**Quoted text**.
_____

Besides, you should reflect, that if we were to view the question, not as philologers or poets, but as pure, abstract reasoners, who trace all effects to their ultimate causes, (and the history of literature sufficiently proves that such reasoners have been always the most wretched judges of poetry,) even in this case, the swelling of the sails, the flowing of the streamers, the life and motion of the ship, would not be entirely the work of nature, and if not, the poetical beauty of the ship could not entirely depend upon nature. That this swelling of the sails and flowing of the streamers are not entirely the work of nature is obvious; for the sails would not swell, nor would the streamers flow, if the artist had not accommodated their texture and pliancy to the action and elasticity of the air; so that, even viewing the question in the same point of view with yourself, the swelling of the sails, and the flowing of the streamers, are as much owing to art as to nature; and if so, the proposition is doubly erroneous which asserts that the poetical beauty of the ship depends upon nature alone.

You will perceive that I have here used poetical beauty in the same sense with yourself, though I have already proved, that there is no poetical beauty, no poetical sublimity, no poetical object of any description, in all the works of nature or of art. I have, therefore, granted poetical beauty to belong to a ship, merely to confute you, even on that imaginary ground on which you have taken your station, and to show, that if the beauty of a ship could be called poetical, still this poetical beauty would belong to art alone. The real beauty of a ship, and of all the works of nature, is merely sensible beauty. Poetical beauty is the creature of the mind alone. It is not the real image of the beautiful object, but such an image of it as the poet thinks proper to represent. And as this image is the mere offspring of mental associations, it is ob

vious, that poetical beauty is to be traced to the operations of the mind alone, selecting from sensible and intellectual beng such images of matter and affections of mind, as she thinks best qualified to elicit such mental emotions as she intends to excite.

"Take away the waves, the winds," says Lord Byron, "and there will be no ship at all, not only for poetical, but for any other purpose." To which you think it sufficient to reply, "then its very existence depends upon them." But do you seriously think this reply satisfactory, or can you possibly have any doubt of what Lord Byron asserts that the existence of the ship depends upon "the wind and waves?" Who would ever think of building a ship if there had been neither wind nor waves? So far from building such a machine; the very idea of it would have never suggested itself to mankind.

_____

**Work to do**. Carry on the passage on the poetical beauty of a ship, picking up after its final sentence. The material that comes next is drawn from a separate source and has no connection to the passage on the poetical beauty of a ship.

**Supplied data**.
_____

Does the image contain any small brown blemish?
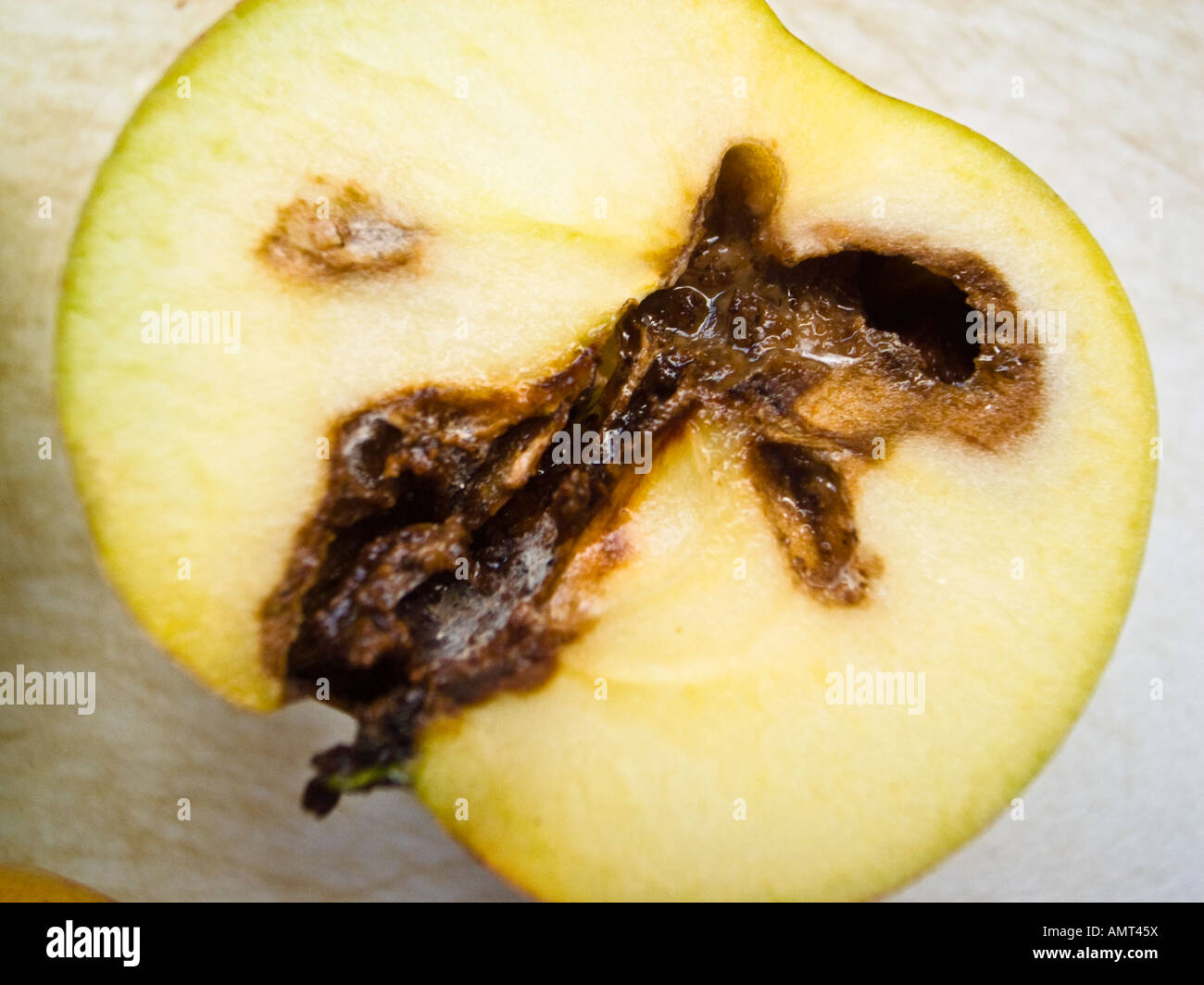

_____

**Exercise result**.
Το your argument, that the ship owes all its poetical beauty to the sun, wind, and waves, Lord Byron replies-"If the waves had only foam upon their bosoms-if the winds only wafted the sea weed to the shore-if the sun shone neither upon pyramids nor fleets, nor fortresses, would its beams be equally poetical?" to which you triumphantly reply ;-If it (the sun) shone upon none of the emmets of earth, man, or his little works, it would be equally a stupendous object in the visible creation, per se, abstractedly, and equally sublime; "and it would be poetical, equally poetical, whether it shone on pyramids or posts, fortresses or pig-sties," a "brass warming pan, or a footman's livery, though neither pig-sties nor posts could be sublime or beautiful with or without it."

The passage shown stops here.